» Extracted text:
DeM Banter: Â There’s that pesky thing called history again…
Wall Street Journal
September 19, 2013
Pg. 19
President Reagan knew that adversaries take negotiations seriously when the use of force is clearly an option.
Since Barack Obama came to the White House, he has practiced an activist diplomacy. The president never met a diplomatic opportunity he did not like—yet he has steadily reduced American power to back up that diplomacy.
The deal with Russia to eliminate Syria’s chemical weapons is just the latest example. It is all diplomacy, while the power to back it up remains halfhearted: a pledge to ask Congress to authorize an “unbelievably small” strike.
“Diplomacy without arms,” the Prussian King Frederick the Great once said, “is like music without instruments.” He meant that unless the adversary is prevented from achieving his objectives by arms outside negotiations, he has no interest in taking seriously peaceful alternatives being offered insidenegotiations.
Take the case of Iran, which is worse than Syria. Today, Iran is achieving its objectives by force while the West negotiates. Tehran marches steadily toward a nuclear capability, fuels jihadist forces in Lebanon and Syria, and expands its influence in Iraq and Afghanistan, filling the vacuum the U.S. has left behind.
Meanwhile, the U.S. contemplates force only if negotiations fail. It cuts its defense budget by a mindless sequestration, scales back missile defenses in Europe—against Iran, among other potential adversaries—with no concessions from Moscow, and leaves no residual force in Iraq that might check Iranian influence. It refrains, up to now, from arming Syrian rebels who are fighting a game-changing civil war, and pivots military forces to the Far East that are now clearly needed in the Mediterranean.
Yet America’s emphasis on diplomacy isn’t the problem. The problem is its failure to arm diplomacy. The despots in Tehran and Damascus use arms daily at home and readily abroad before and during negotiations. If the U.S. uses arms only after negotiations fail, despots use force unopposed until they achieve their objectives.
The use of force—the buildup, deployment and actual use—before and during negotiations serves three purposes. First, it puts the adversary on notice that it is unlikely to compete outside negotiations. Ronald Reagan launched a massive and risky military buildup to signal to the Soviet Union that it could not win an arms race.
Second, force denies the adversary gains on the ground outside negotiations. Reagan pushed back against the Soviet Union by deploying Intermediate Nuclear Force missiles in Europe and supporting freedom fighters in Afghanistan and Central America. And third, the use of force brings heavy-duty capabilities to bear at the bargaining table—in Reagan’s case, the Strategic Defense Initiative, designed to protect the U.S. from ballistic-missile attack.

» Listed records:
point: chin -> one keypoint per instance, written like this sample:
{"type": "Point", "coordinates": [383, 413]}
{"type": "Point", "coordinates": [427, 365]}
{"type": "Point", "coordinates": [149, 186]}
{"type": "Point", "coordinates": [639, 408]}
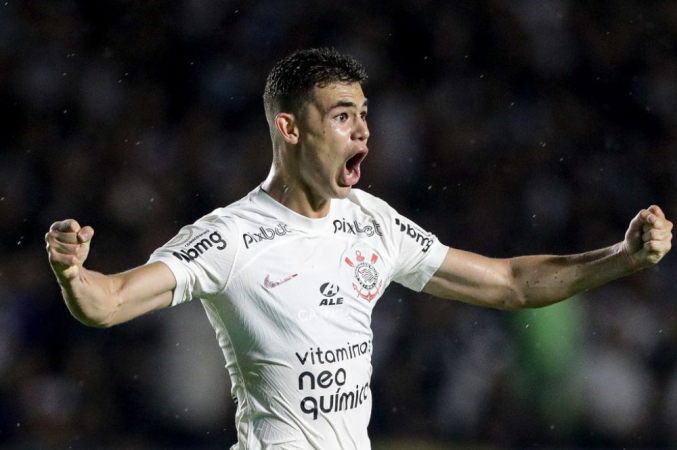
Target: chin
{"type": "Point", "coordinates": [342, 192]}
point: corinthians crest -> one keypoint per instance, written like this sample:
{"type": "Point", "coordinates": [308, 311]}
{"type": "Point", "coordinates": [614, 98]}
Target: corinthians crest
{"type": "Point", "coordinates": [366, 280]}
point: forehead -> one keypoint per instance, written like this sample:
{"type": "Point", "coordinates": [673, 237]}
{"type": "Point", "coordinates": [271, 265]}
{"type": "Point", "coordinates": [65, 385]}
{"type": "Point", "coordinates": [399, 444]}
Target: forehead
{"type": "Point", "coordinates": [327, 96]}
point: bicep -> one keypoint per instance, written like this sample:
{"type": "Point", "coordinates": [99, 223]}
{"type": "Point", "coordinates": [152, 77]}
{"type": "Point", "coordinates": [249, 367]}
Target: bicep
{"type": "Point", "coordinates": [142, 290]}
{"type": "Point", "coordinates": [472, 278]}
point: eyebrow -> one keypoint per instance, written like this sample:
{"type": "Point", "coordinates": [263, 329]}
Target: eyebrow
{"type": "Point", "coordinates": [347, 104]}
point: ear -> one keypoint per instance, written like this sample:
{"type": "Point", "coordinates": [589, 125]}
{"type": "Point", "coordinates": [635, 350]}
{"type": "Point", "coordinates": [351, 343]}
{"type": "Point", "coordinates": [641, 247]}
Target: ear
{"type": "Point", "coordinates": [287, 127]}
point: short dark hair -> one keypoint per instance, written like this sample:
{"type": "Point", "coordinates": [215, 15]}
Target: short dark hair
{"type": "Point", "coordinates": [291, 82]}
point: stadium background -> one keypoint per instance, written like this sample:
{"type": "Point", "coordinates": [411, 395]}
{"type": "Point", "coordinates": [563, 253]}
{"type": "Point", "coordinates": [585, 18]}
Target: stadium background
{"type": "Point", "coordinates": [506, 128]}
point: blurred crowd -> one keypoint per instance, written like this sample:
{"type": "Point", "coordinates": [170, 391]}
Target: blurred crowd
{"type": "Point", "coordinates": [505, 128]}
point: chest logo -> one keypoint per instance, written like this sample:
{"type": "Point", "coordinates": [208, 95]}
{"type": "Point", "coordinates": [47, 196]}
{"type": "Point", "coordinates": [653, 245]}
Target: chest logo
{"type": "Point", "coordinates": [366, 278]}
{"type": "Point", "coordinates": [273, 284]}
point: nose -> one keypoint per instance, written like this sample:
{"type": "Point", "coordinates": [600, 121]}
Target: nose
{"type": "Point", "coordinates": [361, 132]}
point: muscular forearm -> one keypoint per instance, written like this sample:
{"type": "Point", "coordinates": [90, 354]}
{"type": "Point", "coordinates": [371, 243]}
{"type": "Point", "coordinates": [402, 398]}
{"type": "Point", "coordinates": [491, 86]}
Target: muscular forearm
{"type": "Point", "coordinates": [543, 280]}
{"type": "Point", "coordinates": [91, 297]}
{"type": "Point", "coordinates": [101, 300]}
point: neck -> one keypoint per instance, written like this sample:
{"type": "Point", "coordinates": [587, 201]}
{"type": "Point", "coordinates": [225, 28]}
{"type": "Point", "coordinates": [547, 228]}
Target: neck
{"type": "Point", "coordinates": [289, 191]}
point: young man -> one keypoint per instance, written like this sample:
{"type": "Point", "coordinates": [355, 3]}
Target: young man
{"type": "Point", "coordinates": [289, 275]}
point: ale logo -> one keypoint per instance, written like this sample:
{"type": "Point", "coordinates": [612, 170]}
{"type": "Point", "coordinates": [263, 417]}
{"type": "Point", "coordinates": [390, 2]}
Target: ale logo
{"type": "Point", "coordinates": [366, 278]}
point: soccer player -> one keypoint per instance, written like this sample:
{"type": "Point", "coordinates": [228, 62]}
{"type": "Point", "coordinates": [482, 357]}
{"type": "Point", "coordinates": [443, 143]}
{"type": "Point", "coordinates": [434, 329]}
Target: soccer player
{"type": "Point", "coordinates": [289, 275]}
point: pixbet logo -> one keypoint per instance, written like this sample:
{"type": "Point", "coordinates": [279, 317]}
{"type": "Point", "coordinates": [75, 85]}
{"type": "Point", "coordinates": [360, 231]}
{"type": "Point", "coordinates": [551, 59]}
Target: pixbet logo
{"type": "Point", "coordinates": [265, 234]}
{"type": "Point", "coordinates": [329, 290]}
{"type": "Point", "coordinates": [354, 227]}
{"type": "Point", "coordinates": [201, 246]}
{"type": "Point", "coordinates": [417, 235]}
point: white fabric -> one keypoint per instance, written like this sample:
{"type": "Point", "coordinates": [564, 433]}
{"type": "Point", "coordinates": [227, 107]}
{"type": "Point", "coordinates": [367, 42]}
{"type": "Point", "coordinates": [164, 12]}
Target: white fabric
{"type": "Point", "coordinates": [291, 299]}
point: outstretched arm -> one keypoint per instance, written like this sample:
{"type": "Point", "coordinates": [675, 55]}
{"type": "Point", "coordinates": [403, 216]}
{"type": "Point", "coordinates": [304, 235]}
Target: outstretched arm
{"type": "Point", "coordinates": [537, 281]}
{"type": "Point", "coordinates": [103, 300]}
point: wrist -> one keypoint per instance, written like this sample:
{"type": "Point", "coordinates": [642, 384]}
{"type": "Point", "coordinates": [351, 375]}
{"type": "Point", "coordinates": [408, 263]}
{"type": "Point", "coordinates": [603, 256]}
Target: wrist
{"type": "Point", "coordinates": [626, 259]}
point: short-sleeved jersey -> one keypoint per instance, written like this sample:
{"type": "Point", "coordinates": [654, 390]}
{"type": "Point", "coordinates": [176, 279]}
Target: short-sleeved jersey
{"type": "Point", "coordinates": [291, 298]}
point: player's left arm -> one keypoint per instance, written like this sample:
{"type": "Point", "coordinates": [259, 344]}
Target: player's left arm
{"type": "Point", "coordinates": [541, 280]}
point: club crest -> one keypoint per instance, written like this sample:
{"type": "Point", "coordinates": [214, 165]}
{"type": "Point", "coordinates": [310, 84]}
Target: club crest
{"type": "Point", "coordinates": [366, 278]}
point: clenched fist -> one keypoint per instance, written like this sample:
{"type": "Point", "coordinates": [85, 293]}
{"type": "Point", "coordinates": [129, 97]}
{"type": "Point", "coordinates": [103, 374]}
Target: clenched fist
{"type": "Point", "coordinates": [648, 238]}
{"type": "Point", "coordinates": [68, 248]}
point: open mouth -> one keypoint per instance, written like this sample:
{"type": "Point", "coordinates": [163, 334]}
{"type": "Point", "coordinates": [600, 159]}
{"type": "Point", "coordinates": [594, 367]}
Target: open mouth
{"type": "Point", "coordinates": [351, 169]}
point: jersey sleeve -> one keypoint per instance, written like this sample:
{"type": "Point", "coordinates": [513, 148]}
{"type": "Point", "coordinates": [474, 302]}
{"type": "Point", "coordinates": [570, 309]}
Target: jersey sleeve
{"type": "Point", "coordinates": [201, 257]}
{"type": "Point", "coordinates": [420, 253]}
{"type": "Point", "coordinates": [416, 254]}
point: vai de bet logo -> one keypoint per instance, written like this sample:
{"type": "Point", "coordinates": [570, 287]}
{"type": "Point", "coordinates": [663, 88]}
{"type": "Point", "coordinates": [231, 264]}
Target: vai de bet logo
{"type": "Point", "coordinates": [367, 284]}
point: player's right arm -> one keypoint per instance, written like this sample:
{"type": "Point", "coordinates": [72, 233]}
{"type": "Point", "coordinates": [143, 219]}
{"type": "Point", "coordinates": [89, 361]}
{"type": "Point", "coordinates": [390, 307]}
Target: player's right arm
{"type": "Point", "coordinates": [100, 300]}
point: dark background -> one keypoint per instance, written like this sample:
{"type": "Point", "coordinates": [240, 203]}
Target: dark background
{"type": "Point", "coordinates": [505, 128]}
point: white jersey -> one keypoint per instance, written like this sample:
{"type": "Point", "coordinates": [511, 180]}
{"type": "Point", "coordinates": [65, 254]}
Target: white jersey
{"type": "Point", "coordinates": [290, 299]}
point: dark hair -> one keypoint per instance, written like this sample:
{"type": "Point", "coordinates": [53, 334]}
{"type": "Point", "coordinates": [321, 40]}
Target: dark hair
{"type": "Point", "coordinates": [291, 82]}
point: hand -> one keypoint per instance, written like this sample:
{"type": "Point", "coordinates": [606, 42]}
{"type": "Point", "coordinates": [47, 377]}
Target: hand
{"type": "Point", "coordinates": [648, 238]}
{"type": "Point", "coordinates": [68, 248]}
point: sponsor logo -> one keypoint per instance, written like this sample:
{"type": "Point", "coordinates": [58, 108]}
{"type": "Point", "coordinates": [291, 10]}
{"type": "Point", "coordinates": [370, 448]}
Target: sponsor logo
{"type": "Point", "coordinates": [329, 290]}
{"type": "Point", "coordinates": [265, 234]}
{"type": "Point", "coordinates": [423, 238]}
{"type": "Point", "coordinates": [367, 284]}
{"type": "Point", "coordinates": [273, 284]}
{"type": "Point", "coordinates": [354, 227]}
{"type": "Point", "coordinates": [200, 246]}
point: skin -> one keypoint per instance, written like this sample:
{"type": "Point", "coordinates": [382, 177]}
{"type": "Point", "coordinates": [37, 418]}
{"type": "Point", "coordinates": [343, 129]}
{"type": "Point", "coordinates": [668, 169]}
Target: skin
{"type": "Point", "coordinates": [309, 168]}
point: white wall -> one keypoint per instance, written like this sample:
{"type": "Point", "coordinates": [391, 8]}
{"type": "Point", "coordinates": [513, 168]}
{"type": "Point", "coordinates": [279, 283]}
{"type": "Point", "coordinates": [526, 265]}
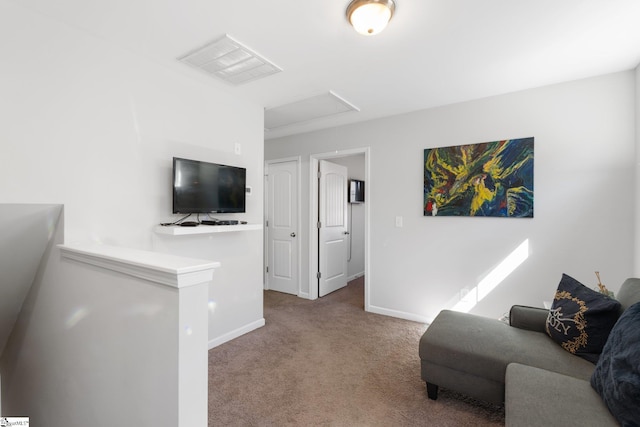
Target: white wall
{"type": "Point", "coordinates": [584, 197]}
{"type": "Point", "coordinates": [91, 345]}
{"type": "Point", "coordinates": [92, 126]}
{"type": "Point", "coordinates": [355, 170]}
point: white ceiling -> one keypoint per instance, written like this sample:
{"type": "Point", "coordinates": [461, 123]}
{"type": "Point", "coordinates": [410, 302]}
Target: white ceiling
{"type": "Point", "coordinates": [434, 52]}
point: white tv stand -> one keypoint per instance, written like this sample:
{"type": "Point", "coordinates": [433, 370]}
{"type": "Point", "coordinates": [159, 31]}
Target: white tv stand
{"type": "Point", "coordinates": [176, 230]}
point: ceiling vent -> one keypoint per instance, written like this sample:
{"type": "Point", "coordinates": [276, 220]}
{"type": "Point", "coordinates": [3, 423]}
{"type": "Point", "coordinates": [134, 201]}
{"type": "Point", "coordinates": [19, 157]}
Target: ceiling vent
{"type": "Point", "coordinates": [316, 107]}
{"type": "Point", "coordinates": [230, 61]}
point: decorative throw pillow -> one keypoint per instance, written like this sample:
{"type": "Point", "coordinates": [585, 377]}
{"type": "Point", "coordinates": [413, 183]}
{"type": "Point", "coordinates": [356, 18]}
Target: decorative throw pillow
{"type": "Point", "coordinates": [580, 318]}
{"type": "Point", "coordinates": [617, 374]}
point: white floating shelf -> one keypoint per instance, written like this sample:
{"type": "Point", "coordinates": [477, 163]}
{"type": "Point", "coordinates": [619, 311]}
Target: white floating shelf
{"type": "Point", "coordinates": [174, 230]}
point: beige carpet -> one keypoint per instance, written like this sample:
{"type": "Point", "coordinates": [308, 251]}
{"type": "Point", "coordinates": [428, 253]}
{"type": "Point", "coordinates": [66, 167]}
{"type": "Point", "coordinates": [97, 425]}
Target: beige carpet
{"type": "Point", "coordinates": [330, 363]}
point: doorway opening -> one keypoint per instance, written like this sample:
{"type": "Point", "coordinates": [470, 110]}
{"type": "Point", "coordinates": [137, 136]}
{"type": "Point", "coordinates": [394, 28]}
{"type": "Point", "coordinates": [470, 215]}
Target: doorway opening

» Your task: Can you pick up the piece on backing diplomacy with force after its last sentence, about Reagan and the Strategic Defense Initiative, and carry it on?

» Final result:
Arms compel the adversary to take diplomacy seriously. And using lesser force early often avoids the need for greater force later.
When President Truman ordered the famous airlift in 1948 to save West Berlin, even though all of his advisers urged him to abandon this enclave in the Soviet zone, he avoided a much bigger land war in Europe—like the one that followed in Korea where the U.S. failed to use lesser force early. As George Shultz, Reagan’s secretary of state, once said: “it is better to use force when you should rather than when you must; last [resort] means no other, and by that time the level of force and the risk involved may have multiplied many times over.”
The purpose of armed diplomacy, however, is not to defeat adversaries in some conventional military showdown, or to coexist with them indefinitely in some morally ambivalent status quo. It is to succeed in negotiations that move freedom forward in adversary countries. Not just any compromise achieves this objective, but an unwillingness to compromise at all—that is, to trade off military leverage at some point for diplomatic gains—squanders hard-won military leverage.
In February 1848 American forces sat in Mexico City, and many in Congress called for the annexation of all of Mexico. But President James K. Polk knew when to compromise. He accepted the Treaty of Hidalgo Guadeloupe negotiated by a renegade envoy, whom he had fired three months earlier. He traded maximum military leverage to gain his original territorial objectives: present-day California, Utah and New Mexico. By July 1848 not a single American soldier remained in Mexico.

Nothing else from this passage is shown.